Copy out the records below, changing each "banana" to "plantain" and leaving everything else as it is. Omit the pictures.

________________________________________

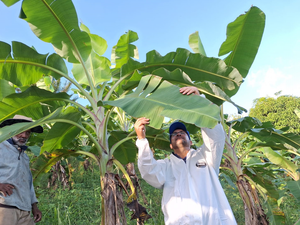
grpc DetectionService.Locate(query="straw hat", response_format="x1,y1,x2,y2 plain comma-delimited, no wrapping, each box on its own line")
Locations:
0,115,43,133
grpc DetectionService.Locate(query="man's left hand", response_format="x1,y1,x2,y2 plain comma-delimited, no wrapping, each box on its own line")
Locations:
32,203,42,223
179,86,200,95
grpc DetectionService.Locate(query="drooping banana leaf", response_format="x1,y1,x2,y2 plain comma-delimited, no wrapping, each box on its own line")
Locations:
22,0,91,63
103,75,220,129
263,147,300,180
0,41,68,86
40,106,81,154
219,6,266,78
1,0,20,7
0,107,82,142
31,149,81,186
122,68,247,112
108,131,137,165
0,86,70,121
113,48,243,97
0,79,15,101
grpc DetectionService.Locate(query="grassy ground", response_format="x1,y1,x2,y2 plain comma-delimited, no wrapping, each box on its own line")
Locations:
36,158,300,225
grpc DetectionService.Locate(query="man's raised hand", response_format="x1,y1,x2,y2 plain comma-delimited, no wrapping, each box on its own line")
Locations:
179,86,200,95
134,117,150,139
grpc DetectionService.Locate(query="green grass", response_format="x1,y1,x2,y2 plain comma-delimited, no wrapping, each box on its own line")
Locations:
32,157,300,225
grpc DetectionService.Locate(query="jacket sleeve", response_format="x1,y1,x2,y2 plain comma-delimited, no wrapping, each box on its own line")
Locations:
136,138,166,188
30,172,38,205
202,124,225,175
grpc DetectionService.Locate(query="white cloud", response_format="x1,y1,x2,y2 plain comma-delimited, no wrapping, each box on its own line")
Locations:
247,67,300,97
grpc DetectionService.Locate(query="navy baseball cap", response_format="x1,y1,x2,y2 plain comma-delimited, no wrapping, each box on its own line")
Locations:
169,122,191,142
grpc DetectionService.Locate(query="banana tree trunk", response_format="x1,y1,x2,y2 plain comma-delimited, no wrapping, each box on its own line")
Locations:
102,173,126,225
236,175,269,225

________________________________________

▶ Output
grpc DetectionService.Locate(query="straw hat", response_format="x1,y1,x2,y2 plain comma-delimited, no wrapping, each box on its own line")
Locations:
0,115,43,133
grpc DetectionService.Locate(query="man's left hand", response_format="x1,y1,x2,y2 plain comma-delimited, no wrapping, each box on its own line")
Locations:
32,203,42,223
179,86,200,95
grpc DetectionService.Locate(query="drooping plantain leaf", response_format="x1,y1,x2,y2 plain comma-delimited, no wrapping, each box on its own line")
Locations:
22,0,91,63
103,75,220,129
263,147,300,180
0,41,68,86
40,106,81,154
219,6,266,78
1,0,20,7
0,107,82,142
31,149,81,186
122,68,247,112
108,131,137,165
0,86,70,121
113,48,243,97
0,79,15,101
grpc DetectionService.Locate(query="grassy ground", response_format="x1,y1,x2,y2 plain comma-delimited, no wrapping, each box on its own line")
Locations:
36,158,300,225
grpc DetectionService.Locate(query="man's raised hand", response_format="x1,y1,x2,y2 plain comma-delimited, no wrapping, each box on its own line")
Locations:
179,86,200,95
134,117,150,139
grpc DetectionService.Locate(query="green grass", response_format="x1,y1,x2,y2 plain comma-delimited, no wrapping, each box on its own line")
Locations:
32,157,300,225
grpc DetectionService.Locate(query="jacket sleeve", response_format="x1,y1,x2,y2 plain comma-delimited, no wrapping, each box on its own line")
Locations:
136,138,166,188
30,172,38,205
202,124,225,175
grpc DetectionService.Locate(query="white cloud", response_format="x1,y1,x2,y2 plain comma-delimited, no wrapping, each box on its own line")
Locations:
247,67,300,97
grpc DetectionService.Locate(query="navy baseball cap", response_format="x1,y1,x2,y2 plain comma-delimited, no wrapping, each box on its own line")
Locations:
169,122,191,142
grpc DetectionService.Locate(query="plantain tree trunk", response_format="x1,y1,x2,y2 plain comma-delimited, no wrapping, each box on its own line")
Locations:
102,173,126,225
236,175,269,225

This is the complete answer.